* **本文抜粋**
******
色については、プロダクションよりも先に撮影監督や照明技師とたくさん話し合って「この作品を女性の色でいっぱいにしたい」と伝えました。ピンクや紫のような色を使って、女性を打ち出したかった。彼らは、「いいね!」って感じで協力してくれました。初日に照明技師が美しいライトを持ってきて、現場の奥の方で床を行ったり来たりするようにライトを吊るして揺らしていたんです。彼が「これでは奇妙すぎる?」と言ったので、私は「変かどうかなんて気にしないで。その奇妙さに身を委ねて」と答えました。この映画を理解できないと退席する人もいるかもしれないし、また逆に理解してくれる人もいるでしょう。でも兎にも角にも、こうして音楽も色も深く浸透させたシネマというアートを作ったんです。



―――血が輝くシーンについても詳しく教えてください。


Jennifer Reeder : 私は、死んだ少女が脚本の筋の大きな部分を占めるフェミニスト映画を作りたかったんです。ここファンタスティックフェスティバルにいる私たちは、みんなジャンルムービーが好きですよね。でも、「死んだ少女たち」というのは多くのジャンルムービーにおいて問題のある比喩表現になっています。だから、私は意志や行動する力、オーラを持っている死んだ少が登場する映画を作りたかった。
******
* **提供資料**
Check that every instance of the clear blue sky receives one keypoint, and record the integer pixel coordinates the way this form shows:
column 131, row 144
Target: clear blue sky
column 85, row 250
******
* **課題一覧**
1) 本文抜粋によると、監督は撮影監督や照明技師に、作品を何の色でいっぱいにしたいと伝えましたか。
2) 本文抜粋のうち、「色については、プロダクション」から「というアートを作ったんです。」までを、両端の語句も含めて一字も変えずに書き出してください。
3) 本文抜粋で、監督が作りたかった映画の死んだ少女が持っているとされるものをすべて挙げてください。
提供された行は、この作業には関係しません。

* **各課題の解答**
1) 女性の色でいっぱいにしたいと伝えました。

2)
色については、プロダクションよりも先に撮影監督や照明技師とたくさん話し合って「この作品を女性の色でいっぱいにしたい」と伝えました。ピンクや紫のような色を使って、女性を打ち出したかった。彼らは、「いいね!」って感じで協力してくれました。初日に照明技師が美しいライトを持ってきて、現場の奥の方で床を行ったり来たりするようにライトを吊るして揺らしていたんです。彼が「これでは奇妙すぎる?」と言ったので、私は「変かどうかなんて気にしないで。その奇妙さに身を委ねて」と答えました。この映画を理解できないと退席する人もいるかもしれないし、また逆に理解してくれる人もいるでしょう。でも兎にも角にも、こうして音楽も色も深く浸透させたシネマというアートを作ったんです。

3) 意志、行動する力、オーラ